** WHAT TO DO **
The records are to be restated in their entirety, word for word.

** DATA PROVIDED **
+ + + +

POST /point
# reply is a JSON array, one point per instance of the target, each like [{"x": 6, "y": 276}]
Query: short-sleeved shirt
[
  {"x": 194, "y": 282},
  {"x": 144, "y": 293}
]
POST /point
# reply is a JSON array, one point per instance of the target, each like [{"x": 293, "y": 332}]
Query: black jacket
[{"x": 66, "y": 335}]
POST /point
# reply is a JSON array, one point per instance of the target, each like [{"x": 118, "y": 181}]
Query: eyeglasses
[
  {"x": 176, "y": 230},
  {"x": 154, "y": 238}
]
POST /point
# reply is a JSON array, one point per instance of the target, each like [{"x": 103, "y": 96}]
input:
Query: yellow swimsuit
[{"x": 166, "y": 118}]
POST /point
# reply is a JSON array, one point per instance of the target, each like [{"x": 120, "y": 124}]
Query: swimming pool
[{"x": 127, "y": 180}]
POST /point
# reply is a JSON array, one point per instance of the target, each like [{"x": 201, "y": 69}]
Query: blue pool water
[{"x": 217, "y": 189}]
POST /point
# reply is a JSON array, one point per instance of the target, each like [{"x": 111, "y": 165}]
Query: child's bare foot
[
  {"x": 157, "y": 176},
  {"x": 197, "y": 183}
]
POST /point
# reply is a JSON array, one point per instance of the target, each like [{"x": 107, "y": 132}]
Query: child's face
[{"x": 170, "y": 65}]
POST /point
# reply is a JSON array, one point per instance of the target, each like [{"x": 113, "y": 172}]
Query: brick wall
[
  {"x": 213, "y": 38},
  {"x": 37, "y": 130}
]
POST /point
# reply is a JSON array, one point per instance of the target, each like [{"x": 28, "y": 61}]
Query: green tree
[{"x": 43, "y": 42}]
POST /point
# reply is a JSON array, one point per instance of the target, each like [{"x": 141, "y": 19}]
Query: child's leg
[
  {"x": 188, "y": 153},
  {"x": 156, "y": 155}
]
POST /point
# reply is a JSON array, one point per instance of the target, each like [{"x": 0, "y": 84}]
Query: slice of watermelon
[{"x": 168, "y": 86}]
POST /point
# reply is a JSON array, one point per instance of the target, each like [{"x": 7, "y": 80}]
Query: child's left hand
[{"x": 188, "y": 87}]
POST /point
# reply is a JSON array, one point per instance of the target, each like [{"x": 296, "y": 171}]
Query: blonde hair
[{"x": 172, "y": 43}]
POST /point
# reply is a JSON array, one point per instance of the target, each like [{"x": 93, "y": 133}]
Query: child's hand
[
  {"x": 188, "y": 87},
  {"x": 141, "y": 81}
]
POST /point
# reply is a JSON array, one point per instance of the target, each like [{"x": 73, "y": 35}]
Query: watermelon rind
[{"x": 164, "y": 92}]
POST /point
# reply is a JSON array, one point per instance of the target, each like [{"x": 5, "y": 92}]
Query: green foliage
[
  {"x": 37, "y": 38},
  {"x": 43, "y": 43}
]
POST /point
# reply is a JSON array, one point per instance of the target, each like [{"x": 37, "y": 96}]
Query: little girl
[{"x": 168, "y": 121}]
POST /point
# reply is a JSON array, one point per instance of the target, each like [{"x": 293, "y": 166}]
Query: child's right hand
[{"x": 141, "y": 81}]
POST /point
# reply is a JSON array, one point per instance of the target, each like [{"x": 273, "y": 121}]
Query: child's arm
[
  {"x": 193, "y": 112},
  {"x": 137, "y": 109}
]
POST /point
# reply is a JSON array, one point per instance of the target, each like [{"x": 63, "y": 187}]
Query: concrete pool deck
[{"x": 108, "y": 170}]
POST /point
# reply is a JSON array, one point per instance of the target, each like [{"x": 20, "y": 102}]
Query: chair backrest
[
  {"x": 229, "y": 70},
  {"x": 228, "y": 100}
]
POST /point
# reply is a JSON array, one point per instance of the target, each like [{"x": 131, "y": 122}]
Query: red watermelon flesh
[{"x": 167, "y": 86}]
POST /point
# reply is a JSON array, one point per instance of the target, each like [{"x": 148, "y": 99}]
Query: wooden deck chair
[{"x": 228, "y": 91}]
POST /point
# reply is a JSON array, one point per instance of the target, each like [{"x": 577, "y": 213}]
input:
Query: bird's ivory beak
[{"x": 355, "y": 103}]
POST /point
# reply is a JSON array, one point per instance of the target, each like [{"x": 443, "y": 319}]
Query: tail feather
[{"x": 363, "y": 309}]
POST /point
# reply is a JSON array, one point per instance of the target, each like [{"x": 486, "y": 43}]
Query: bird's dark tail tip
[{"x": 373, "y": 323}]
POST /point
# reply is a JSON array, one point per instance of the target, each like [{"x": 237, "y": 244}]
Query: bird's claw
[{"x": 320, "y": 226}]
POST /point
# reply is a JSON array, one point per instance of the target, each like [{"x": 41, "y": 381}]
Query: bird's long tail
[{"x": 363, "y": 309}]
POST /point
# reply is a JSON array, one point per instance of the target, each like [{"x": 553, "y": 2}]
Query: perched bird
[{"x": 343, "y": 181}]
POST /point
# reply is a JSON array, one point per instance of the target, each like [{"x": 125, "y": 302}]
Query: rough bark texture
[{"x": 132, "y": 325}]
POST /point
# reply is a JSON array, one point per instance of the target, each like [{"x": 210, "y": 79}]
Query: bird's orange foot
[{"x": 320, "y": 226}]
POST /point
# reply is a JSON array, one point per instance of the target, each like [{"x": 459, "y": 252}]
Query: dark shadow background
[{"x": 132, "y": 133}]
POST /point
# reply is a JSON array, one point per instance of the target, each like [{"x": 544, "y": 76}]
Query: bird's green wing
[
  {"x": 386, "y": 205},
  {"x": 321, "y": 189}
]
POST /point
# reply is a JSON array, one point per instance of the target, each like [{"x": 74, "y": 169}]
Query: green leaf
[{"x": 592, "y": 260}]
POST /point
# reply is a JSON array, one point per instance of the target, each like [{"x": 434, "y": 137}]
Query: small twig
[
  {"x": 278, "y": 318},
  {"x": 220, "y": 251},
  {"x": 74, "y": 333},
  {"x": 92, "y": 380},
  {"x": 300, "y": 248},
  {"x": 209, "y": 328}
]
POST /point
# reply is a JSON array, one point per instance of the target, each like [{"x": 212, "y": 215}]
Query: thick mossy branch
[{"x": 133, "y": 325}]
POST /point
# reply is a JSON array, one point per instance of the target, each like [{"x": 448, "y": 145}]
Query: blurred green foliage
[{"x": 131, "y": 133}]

+ + + +

** SOLUTION TO THIS EXERCISE **
POST /point
# reply is a JSON array, one point per instance of the target, each like [{"x": 6, "y": 276}]
Query: short-sleeved shirt
[
  {"x": 194, "y": 282},
  {"x": 144, "y": 293}
]
POST /point
# reply is a JSON array, one point per instance of the target, each like [{"x": 293, "y": 332}]
Query: black jacket
[{"x": 66, "y": 335}]
POST /point
# reply is a JSON array, one point per instance of the target, each like [{"x": 118, "y": 181}]
Query: eyeglasses
[
  {"x": 176, "y": 230},
  {"x": 154, "y": 238}
]
POST /point
# reply is a JSON array, one point per instance of the target, each like [{"x": 103, "y": 96}]
input:
Query: yellow swimsuit
[{"x": 166, "y": 118}]
POST /point
# reply is a JSON array, one point per instance of the target, each like [{"x": 120, "y": 124}]
Query: swimming pool
[{"x": 127, "y": 180}]
POST /point
# reply is a JSON array, one point per instance of the target, each like [{"x": 201, "y": 69}]
Query: blue pool water
[{"x": 217, "y": 189}]
POST /point
# reply is a JSON array, one point per instance of the target, each like [{"x": 111, "y": 165}]
Query: child's bare foot
[
  {"x": 157, "y": 176},
  {"x": 197, "y": 183}
]
POST /point
# reply is a JSON array, one point per instance of the target, each like [{"x": 107, "y": 132}]
Query: child's face
[{"x": 170, "y": 65}]
POST /point
# reply is a JSON array, one point per instance of the target, each like [{"x": 113, "y": 172}]
Query: brick wall
[
  {"x": 213, "y": 38},
  {"x": 37, "y": 130}
]
POST /point
# reply is a JSON array, one point per instance of the target, each like [{"x": 28, "y": 61}]
Query: green tree
[{"x": 43, "y": 42}]
POST /point
# reply is a JSON array, one point per instance of the target, each like [{"x": 141, "y": 19}]
Query: child's leg
[
  {"x": 188, "y": 153},
  {"x": 156, "y": 155}
]
POST /point
# reply is a JSON array, one point per instance of the target, each like [{"x": 0, "y": 84}]
Query: slice of watermelon
[{"x": 168, "y": 86}]
POST /point
# reply is a JSON array, one point per instance of the target, each like [{"x": 7, "y": 80}]
Query: child's left hand
[{"x": 188, "y": 87}]
POST /point
# reply is a JSON array, one point per instance of the target, each like [{"x": 296, "y": 171}]
Query: blonde hair
[{"x": 172, "y": 43}]
POST /point
# reply is a JSON array, one point per instance of the target, each like [{"x": 93, "y": 133}]
Query: child's hand
[
  {"x": 188, "y": 87},
  {"x": 141, "y": 81}
]
POST /point
# reply is a JSON array, one point per instance of the target, each like [{"x": 73, "y": 35}]
Query: watermelon rind
[{"x": 164, "y": 92}]
POST /point
# reply is a JSON array, one point per instance of the target, each like [{"x": 5, "y": 92}]
Query: green foliage
[
  {"x": 37, "y": 38},
  {"x": 43, "y": 43}
]
POST /point
# reply is a JSON array, one point per instance of the target, each like [{"x": 37, "y": 96}]
Query: little girl
[{"x": 168, "y": 121}]
POST /point
# reply is a JSON array, one point per instance of the target, each like [{"x": 293, "y": 166}]
Query: child's right hand
[{"x": 141, "y": 81}]
POST /point
# reply is a JSON array, one point per instance of the target, each like [{"x": 273, "y": 121}]
Query: child's arm
[
  {"x": 193, "y": 112},
  {"x": 137, "y": 109}
]
POST /point
# reply is a JSON array, one point per instance of the target, each like [{"x": 63, "y": 187}]
Query: concrete pool deck
[{"x": 108, "y": 170}]
POST /point
# reply is a JSON array, one point per instance of the target, each like [{"x": 20, "y": 102}]
Query: chair backrest
[
  {"x": 229, "y": 70},
  {"x": 228, "y": 100}
]
POST /point
# reply is a JSON array, one point per instance of the target, each like [{"x": 131, "y": 122}]
Query: red watermelon flesh
[{"x": 167, "y": 86}]
POST /point
# reply is a JSON array, one point per instance of the target, each like [{"x": 148, "y": 99}]
Query: wooden deck chair
[{"x": 228, "y": 91}]
POST /point
# reply is a JSON array, one point per instance of the target, each like [{"x": 577, "y": 213}]
input:
Query: bird's ivory beak
[{"x": 355, "y": 103}]
POST /point
# reply is a JSON array, one point per instance of the target, each like [{"x": 443, "y": 319}]
Query: tail feather
[{"x": 363, "y": 309}]
POST /point
# reply is a JSON array, one point per instance of the target, each like [{"x": 486, "y": 43}]
Query: bird's dark tail tip
[{"x": 373, "y": 323}]
POST /point
# reply is a JSON array, one point per instance of the target, each like [{"x": 237, "y": 244}]
Query: bird's claw
[{"x": 320, "y": 226}]
POST /point
# reply is a JSON array, one point per instance of the target, each like [{"x": 41, "y": 381}]
Query: bird's long tail
[{"x": 363, "y": 309}]
POST /point
# reply is a JSON array, one point per instance of the target, each like [{"x": 553, "y": 2}]
Query: perched bird
[{"x": 343, "y": 181}]
POST /point
# reply is a JSON array, one point per instance of the target, each like [{"x": 125, "y": 302}]
Query: rough bark texture
[{"x": 132, "y": 325}]
POST /point
# reply is a JSON array, one point per instance of the target, each like [{"x": 210, "y": 79}]
Query: bird's orange foot
[{"x": 320, "y": 226}]
POST /point
# reply is a JSON array, one point per instance of the target, each like [{"x": 459, "y": 252}]
Query: dark shadow background
[{"x": 132, "y": 133}]
POST /point
# reply is a JSON array, one point per instance of the target, each like [{"x": 544, "y": 76}]
Query: bird's green wing
[
  {"x": 386, "y": 205},
  {"x": 321, "y": 189}
]
POST /point
# reply is a JSON array, one point per instance of the target, each like [{"x": 74, "y": 169}]
Query: green leaf
[{"x": 592, "y": 260}]
POST /point
# reply is a JSON array, one point per instance of the target, each like [{"x": 434, "y": 137}]
Query: small twig
[
  {"x": 278, "y": 318},
  {"x": 220, "y": 251},
  {"x": 74, "y": 333},
  {"x": 92, "y": 380},
  {"x": 300, "y": 248},
  {"x": 209, "y": 328}
]
POST /point
# reply is a JSON array, one point per instance of the target, each like [{"x": 212, "y": 215}]
Query: thick mossy branch
[{"x": 133, "y": 325}]
POST /point
# reply is a JSON array, one point per instance of the target, each like [{"x": 448, "y": 145}]
Query: blurred green foliage
[{"x": 131, "y": 133}]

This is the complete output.